OBJECTIVE: Rescale the listing from its first line through the line containing "[736,442,785,463]", reproducing every line, requests included. Multiply each bounding-box coordinate in the answers by 0.5 and round it to a whole number, with halves rounded up.

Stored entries
= = = = = = =

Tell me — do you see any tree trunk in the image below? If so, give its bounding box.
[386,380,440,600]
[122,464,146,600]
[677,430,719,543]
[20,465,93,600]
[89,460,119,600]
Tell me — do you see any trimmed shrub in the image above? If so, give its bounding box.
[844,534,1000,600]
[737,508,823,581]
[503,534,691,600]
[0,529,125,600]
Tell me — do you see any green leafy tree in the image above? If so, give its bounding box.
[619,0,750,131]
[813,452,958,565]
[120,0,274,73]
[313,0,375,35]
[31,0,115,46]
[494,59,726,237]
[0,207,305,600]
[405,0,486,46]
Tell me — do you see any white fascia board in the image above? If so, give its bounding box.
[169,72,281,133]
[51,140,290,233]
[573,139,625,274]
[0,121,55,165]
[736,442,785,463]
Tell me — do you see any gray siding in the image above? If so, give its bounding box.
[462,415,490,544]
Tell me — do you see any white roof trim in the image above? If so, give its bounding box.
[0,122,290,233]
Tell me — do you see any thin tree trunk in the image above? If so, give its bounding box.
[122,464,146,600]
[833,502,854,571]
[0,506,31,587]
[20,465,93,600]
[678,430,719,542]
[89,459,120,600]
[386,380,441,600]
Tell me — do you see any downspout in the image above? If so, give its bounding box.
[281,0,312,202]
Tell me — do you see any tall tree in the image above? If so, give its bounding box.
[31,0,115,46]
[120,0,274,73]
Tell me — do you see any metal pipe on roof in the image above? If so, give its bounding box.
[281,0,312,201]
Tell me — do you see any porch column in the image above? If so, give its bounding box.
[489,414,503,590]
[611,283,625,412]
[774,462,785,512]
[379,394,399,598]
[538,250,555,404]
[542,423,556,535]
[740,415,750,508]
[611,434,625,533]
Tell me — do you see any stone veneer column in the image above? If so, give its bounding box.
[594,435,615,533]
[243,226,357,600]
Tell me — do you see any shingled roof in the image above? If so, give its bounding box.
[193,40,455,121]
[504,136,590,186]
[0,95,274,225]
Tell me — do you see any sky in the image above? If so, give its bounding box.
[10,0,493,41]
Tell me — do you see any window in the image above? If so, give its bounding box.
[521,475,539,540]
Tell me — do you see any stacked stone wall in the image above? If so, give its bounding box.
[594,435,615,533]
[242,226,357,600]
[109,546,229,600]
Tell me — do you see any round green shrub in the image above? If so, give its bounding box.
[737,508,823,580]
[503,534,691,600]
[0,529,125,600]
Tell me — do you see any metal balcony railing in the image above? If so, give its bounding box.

= = = = = = =

THE COMPLETED TASK:
Tell me — do you see any tree trunk in the image below? If so, give its bounding box.
[193,190,220,300]
[61,232,73,300]
[339,215,360,272]
[10,233,47,300]
[45,230,60,300]
Tell me — do you see any trimmed shrub in the image above? If so, give its bounding box.
[422,267,500,300]
[369,254,412,291]
[252,267,346,300]
[0,265,63,300]
Tell me — do you see any green leafy tree in the image above? If so, give its bounding box.
[310,0,375,66]
[407,226,479,283]
[60,0,137,37]
[157,0,188,18]
[16,0,58,23]
[247,30,363,119]
[0,104,153,300]
[203,0,243,23]
Tell me — do you see any white fascia board in the image above? If so, give its bounding box.
[85,36,141,67]
[26,70,145,117]
[287,70,313,137]
[0,61,28,83]
[368,221,393,232]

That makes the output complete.